Point annotation records
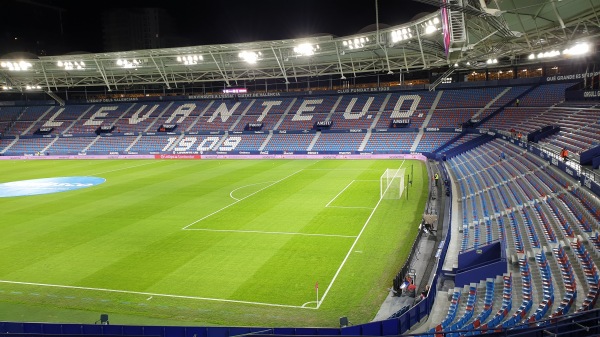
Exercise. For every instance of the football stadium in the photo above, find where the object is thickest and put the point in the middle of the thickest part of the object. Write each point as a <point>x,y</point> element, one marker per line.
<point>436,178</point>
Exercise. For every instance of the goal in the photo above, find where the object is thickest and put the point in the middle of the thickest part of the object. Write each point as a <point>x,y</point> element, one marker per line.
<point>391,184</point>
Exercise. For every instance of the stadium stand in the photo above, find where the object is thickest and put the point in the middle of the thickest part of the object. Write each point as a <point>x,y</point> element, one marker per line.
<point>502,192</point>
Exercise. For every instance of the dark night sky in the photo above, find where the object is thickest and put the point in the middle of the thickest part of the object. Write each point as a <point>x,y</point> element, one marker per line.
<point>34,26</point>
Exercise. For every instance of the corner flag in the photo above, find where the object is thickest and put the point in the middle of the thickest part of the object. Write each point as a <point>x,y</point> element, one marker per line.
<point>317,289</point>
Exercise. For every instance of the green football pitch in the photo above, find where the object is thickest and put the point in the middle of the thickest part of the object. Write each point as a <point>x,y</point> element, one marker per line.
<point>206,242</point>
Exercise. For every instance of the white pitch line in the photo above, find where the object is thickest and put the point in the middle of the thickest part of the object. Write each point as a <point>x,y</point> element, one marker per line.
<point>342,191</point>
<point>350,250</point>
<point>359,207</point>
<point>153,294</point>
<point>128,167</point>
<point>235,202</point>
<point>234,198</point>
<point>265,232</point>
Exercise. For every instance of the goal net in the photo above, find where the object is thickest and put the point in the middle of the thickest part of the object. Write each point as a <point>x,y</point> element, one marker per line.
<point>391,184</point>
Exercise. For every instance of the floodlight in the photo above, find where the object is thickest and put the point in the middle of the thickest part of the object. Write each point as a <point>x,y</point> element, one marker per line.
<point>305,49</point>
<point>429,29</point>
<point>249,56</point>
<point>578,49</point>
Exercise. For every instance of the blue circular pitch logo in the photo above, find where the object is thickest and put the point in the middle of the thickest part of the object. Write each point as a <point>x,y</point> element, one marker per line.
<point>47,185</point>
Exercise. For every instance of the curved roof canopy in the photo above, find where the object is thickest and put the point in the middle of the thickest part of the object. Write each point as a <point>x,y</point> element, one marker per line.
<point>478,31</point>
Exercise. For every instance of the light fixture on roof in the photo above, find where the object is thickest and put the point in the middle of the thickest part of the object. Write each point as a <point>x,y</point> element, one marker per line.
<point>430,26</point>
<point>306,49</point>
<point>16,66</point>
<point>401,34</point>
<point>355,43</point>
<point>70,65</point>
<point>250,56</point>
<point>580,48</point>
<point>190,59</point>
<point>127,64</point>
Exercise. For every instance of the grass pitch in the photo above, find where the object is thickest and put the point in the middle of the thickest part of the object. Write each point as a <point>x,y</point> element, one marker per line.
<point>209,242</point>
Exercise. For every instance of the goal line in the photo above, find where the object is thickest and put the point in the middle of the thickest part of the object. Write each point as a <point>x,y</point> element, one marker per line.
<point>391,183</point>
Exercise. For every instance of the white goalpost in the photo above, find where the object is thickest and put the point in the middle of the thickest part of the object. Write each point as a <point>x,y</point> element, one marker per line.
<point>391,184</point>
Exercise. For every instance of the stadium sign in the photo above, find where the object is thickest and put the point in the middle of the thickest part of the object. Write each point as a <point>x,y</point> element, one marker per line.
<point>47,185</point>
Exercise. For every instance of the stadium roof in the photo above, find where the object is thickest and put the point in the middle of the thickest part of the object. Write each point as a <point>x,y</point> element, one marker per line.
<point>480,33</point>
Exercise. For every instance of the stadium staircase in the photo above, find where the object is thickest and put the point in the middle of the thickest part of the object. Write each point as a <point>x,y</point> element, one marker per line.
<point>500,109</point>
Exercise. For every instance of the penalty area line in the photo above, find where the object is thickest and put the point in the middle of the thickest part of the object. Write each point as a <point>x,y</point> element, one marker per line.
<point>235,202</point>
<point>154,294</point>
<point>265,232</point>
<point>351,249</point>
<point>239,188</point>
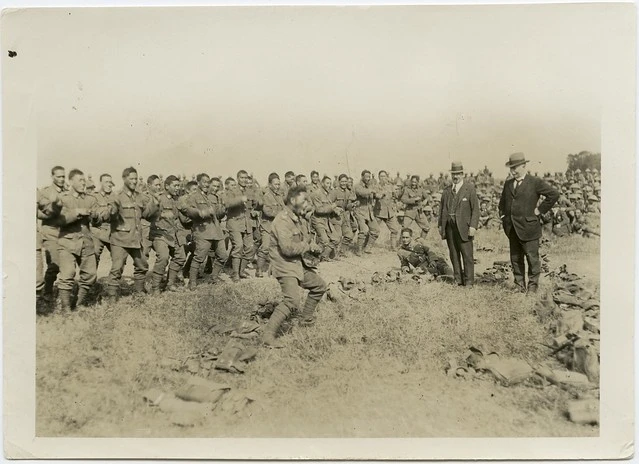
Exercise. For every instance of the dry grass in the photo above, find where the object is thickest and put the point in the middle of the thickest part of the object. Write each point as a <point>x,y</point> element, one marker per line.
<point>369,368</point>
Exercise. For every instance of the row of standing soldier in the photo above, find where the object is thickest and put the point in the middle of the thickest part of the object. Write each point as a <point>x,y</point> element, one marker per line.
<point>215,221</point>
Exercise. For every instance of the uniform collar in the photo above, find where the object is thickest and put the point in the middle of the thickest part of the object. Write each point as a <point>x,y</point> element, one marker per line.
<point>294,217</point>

WORK INSTRUCTIONS
Revise the records from their start through the line with "<point>436,178</point>", swapping "football stadium" for "soccer stadium" and leaving everything else unchanged. Omit the pictures from your answer.

EXPECTED ANSWER
Exercise. For every instance of the soccer stadium in the photo above, find where the object is thickest and put the point in the middle of the thickest part of the object. Write each point as a <point>x,y</point> element, one marker per line.
<point>436,178</point>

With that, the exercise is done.